Even if a line seems odd, print it as it is, and include every record.

********************

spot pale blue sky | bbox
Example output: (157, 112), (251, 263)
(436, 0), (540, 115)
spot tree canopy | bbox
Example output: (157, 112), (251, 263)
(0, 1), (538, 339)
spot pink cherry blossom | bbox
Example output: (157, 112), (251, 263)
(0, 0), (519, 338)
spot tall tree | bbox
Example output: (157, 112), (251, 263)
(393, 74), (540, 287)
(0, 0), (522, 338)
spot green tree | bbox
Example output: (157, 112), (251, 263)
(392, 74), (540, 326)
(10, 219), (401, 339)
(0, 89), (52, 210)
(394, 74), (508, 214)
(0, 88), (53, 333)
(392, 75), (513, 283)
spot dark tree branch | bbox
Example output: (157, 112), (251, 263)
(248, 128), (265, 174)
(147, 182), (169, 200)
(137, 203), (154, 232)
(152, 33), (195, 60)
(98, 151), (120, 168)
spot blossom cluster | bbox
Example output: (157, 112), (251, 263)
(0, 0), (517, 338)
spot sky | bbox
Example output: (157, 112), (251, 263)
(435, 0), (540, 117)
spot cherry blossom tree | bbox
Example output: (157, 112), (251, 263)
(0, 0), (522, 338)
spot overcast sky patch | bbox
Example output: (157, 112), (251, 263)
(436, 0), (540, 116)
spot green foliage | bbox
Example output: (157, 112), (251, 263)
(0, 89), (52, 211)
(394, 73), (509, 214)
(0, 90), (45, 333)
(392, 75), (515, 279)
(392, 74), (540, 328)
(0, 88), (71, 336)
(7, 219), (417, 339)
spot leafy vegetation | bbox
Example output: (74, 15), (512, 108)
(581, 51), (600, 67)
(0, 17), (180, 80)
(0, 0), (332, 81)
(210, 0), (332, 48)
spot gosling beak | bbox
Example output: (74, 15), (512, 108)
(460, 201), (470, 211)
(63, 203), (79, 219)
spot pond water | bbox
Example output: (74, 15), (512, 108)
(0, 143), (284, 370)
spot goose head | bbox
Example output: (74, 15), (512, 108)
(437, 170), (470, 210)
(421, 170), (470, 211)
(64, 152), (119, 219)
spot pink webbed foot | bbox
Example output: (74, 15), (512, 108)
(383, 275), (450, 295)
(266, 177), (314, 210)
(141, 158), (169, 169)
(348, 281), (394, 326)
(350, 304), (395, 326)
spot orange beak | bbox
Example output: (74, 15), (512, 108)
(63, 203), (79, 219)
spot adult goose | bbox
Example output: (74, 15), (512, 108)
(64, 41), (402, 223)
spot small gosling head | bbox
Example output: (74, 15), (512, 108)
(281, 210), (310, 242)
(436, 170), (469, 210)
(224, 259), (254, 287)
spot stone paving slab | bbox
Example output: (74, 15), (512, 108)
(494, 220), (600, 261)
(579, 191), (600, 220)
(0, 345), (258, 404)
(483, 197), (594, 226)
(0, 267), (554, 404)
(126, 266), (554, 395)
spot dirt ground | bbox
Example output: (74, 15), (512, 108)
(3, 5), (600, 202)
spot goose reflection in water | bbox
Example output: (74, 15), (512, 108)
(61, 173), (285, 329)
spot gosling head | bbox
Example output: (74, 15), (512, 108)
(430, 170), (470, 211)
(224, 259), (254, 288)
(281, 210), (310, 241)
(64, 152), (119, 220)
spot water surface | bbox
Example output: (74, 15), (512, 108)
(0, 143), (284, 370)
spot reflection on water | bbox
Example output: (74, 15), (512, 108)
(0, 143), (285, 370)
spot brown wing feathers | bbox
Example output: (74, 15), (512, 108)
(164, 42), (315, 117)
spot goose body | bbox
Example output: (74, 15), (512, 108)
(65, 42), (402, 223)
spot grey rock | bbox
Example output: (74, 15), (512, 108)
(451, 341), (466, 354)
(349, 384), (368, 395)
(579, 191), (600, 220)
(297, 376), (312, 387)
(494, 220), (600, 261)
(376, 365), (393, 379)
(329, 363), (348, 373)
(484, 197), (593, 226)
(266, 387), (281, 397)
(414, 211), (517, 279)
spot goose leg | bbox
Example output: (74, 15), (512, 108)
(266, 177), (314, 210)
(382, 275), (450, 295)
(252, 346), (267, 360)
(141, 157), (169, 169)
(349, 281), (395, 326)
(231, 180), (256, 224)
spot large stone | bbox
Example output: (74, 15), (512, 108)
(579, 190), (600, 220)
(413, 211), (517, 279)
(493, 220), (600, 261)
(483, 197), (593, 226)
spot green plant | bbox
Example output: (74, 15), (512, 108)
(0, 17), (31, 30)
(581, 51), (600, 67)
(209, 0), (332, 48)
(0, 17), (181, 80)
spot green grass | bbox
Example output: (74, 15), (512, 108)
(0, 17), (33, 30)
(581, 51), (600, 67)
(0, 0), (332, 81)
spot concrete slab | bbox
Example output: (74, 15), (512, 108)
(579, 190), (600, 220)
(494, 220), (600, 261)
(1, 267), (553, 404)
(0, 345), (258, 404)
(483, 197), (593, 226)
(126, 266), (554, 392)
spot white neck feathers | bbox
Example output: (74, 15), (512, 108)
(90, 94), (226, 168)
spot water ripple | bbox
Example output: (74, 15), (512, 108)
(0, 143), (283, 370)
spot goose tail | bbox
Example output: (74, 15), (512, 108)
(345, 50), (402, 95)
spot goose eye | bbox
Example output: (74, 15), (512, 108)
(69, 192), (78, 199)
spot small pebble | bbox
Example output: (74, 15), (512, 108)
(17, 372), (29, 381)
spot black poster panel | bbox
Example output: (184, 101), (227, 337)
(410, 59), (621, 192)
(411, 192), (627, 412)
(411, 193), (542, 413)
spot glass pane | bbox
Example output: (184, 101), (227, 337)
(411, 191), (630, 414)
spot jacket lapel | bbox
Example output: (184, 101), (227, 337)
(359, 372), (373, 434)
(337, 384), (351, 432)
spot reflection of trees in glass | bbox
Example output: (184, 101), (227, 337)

********************

Exercise result:
spot pale blue sky | bbox
Example output: (157, 112), (251, 263)
(436, 0), (540, 115)
spot tree canopy | bbox
Example output: (157, 112), (251, 263)
(0, 1), (538, 339)
spot pink cherry blossom | bbox
Example output: (157, 112), (251, 263)
(0, 0), (519, 338)
spot tall tree | bbox
Example output: (157, 112), (251, 263)
(393, 74), (540, 287)
(0, 0), (522, 338)
spot green tree | bbox
Example output: (157, 112), (251, 263)
(392, 74), (540, 326)
(10, 219), (401, 339)
(0, 89), (52, 210)
(394, 74), (508, 214)
(0, 88), (53, 333)
(392, 75), (513, 283)
spot dark tree branch | bbox
Example output: (157, 112), (251, 263)
(248, 128), (265, 174)
(147, 182), (169, 200)
(137, 203), (154, 232)
(152, 33), (195, 60)
(98, 151), (120, 168)
spot blossom cluster | bbox
Example output: (157, 112), (251, 263)
(0, 0), (517, 338)
spot sky | bbox
Example output: (157, 112), (251, 263)
(435, 0), (540, 117)
spot cherry blossom tree | bbox
Example output: (157, 112), (251, 263)
(0, 0), (522, 338)
spot overcast sky patch | bbox
Example output: (157, 112), (251, 263)
(436, 0), (540, 116)
spot green foliage | bbox
Example output: (157, 112), (251, 263)
(0, 89), (52, 211)
(394, 73), (509, 214)
(0, 90), (45, 333)
(392, 75), (515, 279)
(392, 74), (540, 328)
(0, 88), (71, 336)
(7, 219), (417, 339)
spot leafy vegetation | bbox
Example output: (74, 15), (512, 108)
(581, 51), (600, 67)
(0, 17), (180, 80)
(0, 0), (332, 81)
(210, 0), (332, 48)
spot gosling beak | bbox
Example output: (74, 15), (512, 108)
(460, 201), (470, 211)
(63, 203), (79, 219)
spot pond water | bbox
Example output: (74, 15), (512, 108)
(0, 143), (284, 370)
spot goose head | bbox
Example output: (74, 15), (512, 108)
(437, 170), (470, 210)
(421, 170), (470, 211)
(64, 152), (119, 219)
spot pink webbed foot | bbox
Example output: (74, 15), (512, 108)
(383, 275), (450, 295)
(266, 177), (314, 210)
(141, 158), (169, 169)
(348, 281), (394, 326)
(350, 304), (395, 326)
spot orange beak | bbox
Example output: (74, 15), (512, 108)
(63, 203), (79, 219)
spot adult goose | bbox
Example output: (74, 15), (512, 108)
(64, 41), (402, 223)
spot small gosling head | bbox
Example output: (74, 15), (512, 108)
(281, 210), (310, 242)
(436, 170), (469, 210)
(224, 259), (254, 287)
spot stone paving slab | bbox
Example output: (74, 15), (512, 108)
(494, 220), (600, 261)
(579, 191), (600, 220)
(0, 345), (258, 404)
(483, 197), (594, 226)
(0, 267), (554, 404)
(126, 266), (554, 395)
spot dirt ground | bbox
Example output: (74, 15), (512, 108)
(3, 5), (600, 202)
spot goose reflection in water | bbox
Example output: (74, 15), (512, 108)
(61, 173), (285, 329)
spot gosling head | bbox
Example output: (74, 15), (512, 108)
(430, 170), (470, 211)
(224, 259), (254, 288)
(281, 210), (310, 241)
(64, 152), (119, 220)
spot water surface | bbox
Example output: (74, 15), (512, 108)
(0, 143), (284, 370)
spot reflection on water | bbox
Example output: (74, 15), (512, 108)
(0, 143), (285, 370)
spot brown wing feathers | bbox
Example output: (74, 15), (512, 108)
(164, 42), (315, 117)
spot goose body | bbox
Example output: (74, 15), (512, 108)
(65, 42), (402, 223)
spot grey rock | bbox
Example output: (74, 15), (512, 108)
(451, 341), (466, 354)
(349, 384), (368, 395)
(579, 191), (600, 220)
(297, 376), (312, 387)
(494, 220), (600, 261)
(376, 365), (393, 379)
(329, 363), (348, 373)
(484, 197), (593, 226)
(266, 387), (281, 397)
(414, 211), (517, 279)
spot goose leg | bbox
Example output: (74, 15), (512, 108)
(266, 177), (314, 210)
(382, 275), (450, 295)
(252, 346), (267, 360)
(141, 157), (169, 169)
(349, 281), (395, 326)
(231, 180), (256, 224)
spot large stone | bbox
Example output: (74, 15), (512, 108)
(579, 190), (600, 220)
(413, 211), (517, 279)
(493, 220), (600, 261)
(483, 197), (593, 226)
spot green plant | bbox
Example output: (74, 15), (512, 108)
(0, 17), (31, 30)
(581, 51), (600, 67)
(209, 0), (332, 48)
(0, 17), (181, 80)
spot green grass | bbox
Example output: (74, 15), (512, 108)
(0, 17), (33, 30)
(581, 51), (600, 67)
(0, 0), (332, 81)
spot concrete slab | bbox
Example output: (74, 15), (512, 108)
(579, 190), (600, 220)
(494, 220), (600, 261)
(1, 267), (553, 404)
(0, 345), (258, 404)
(483, 197), (593, 226)
(126, 266), (554, 392)
spot white neck feathers | bbox
Example output: (74, 15), (512, 108)
(90, 94), (226, 168)
spot water ripple | bbox
Example output: (74, 15), (512, 108)
(0, 143), (283, 370)
spot goose tail | bbox
Example output: (74, 15), (512, 108)
(345, 50), (402, 95)
spot goose eye | bbox
Example output: (74, 15), (512, 108)
(69, 192), (78, 199)
spot small pebble | bbox
Example output: (74, 15), (512, 108)
(17, 372), (29, 381)
spot black poster panel | bbox
Example output: (184, 101), (227, 337)
(410, 59), (621, 192)
(411, 192), (627, 412)
(411, 193), (542, 413)
spot glass pane | bbox
Example output: (184, 101), (227, 337)
(411, 191), (630, 414)
spot jacket lapel | bbox
Example output: (184, 101), (227, 337)
(359, 372), (373, 434)
(337, 384), (351, 432)
spot reflection of trees in glass | bbox
Example output: (184, 101), (227, 337)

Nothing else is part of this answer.